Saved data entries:
^^^^

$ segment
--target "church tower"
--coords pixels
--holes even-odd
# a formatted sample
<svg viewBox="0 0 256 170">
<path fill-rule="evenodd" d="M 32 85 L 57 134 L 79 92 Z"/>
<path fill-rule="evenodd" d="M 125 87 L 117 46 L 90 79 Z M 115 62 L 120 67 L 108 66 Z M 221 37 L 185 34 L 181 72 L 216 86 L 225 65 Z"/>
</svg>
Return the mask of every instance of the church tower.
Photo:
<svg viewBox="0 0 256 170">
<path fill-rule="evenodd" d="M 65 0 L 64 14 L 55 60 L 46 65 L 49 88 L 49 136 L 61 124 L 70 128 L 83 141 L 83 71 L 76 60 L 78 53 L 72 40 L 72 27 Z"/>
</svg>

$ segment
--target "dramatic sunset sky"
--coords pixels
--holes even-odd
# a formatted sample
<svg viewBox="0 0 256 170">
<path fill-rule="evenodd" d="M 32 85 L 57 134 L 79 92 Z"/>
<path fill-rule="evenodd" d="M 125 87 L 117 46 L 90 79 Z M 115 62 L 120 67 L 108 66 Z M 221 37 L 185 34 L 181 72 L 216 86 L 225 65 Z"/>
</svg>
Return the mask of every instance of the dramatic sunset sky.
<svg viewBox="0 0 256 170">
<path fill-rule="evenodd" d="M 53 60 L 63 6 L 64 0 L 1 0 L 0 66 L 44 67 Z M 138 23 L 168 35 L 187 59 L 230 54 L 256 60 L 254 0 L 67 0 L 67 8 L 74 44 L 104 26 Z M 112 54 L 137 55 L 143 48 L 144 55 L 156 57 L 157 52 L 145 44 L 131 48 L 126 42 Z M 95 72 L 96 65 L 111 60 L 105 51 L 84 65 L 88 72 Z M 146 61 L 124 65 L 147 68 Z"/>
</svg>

^^^^

### WORK TO COMPLETE
Find each line in the records above that contains the string "tower" and copy it out. Case matters.

### ANSWER TO THE PROBLEM
--target "church tower"
Return the mask of every instance of the church tower.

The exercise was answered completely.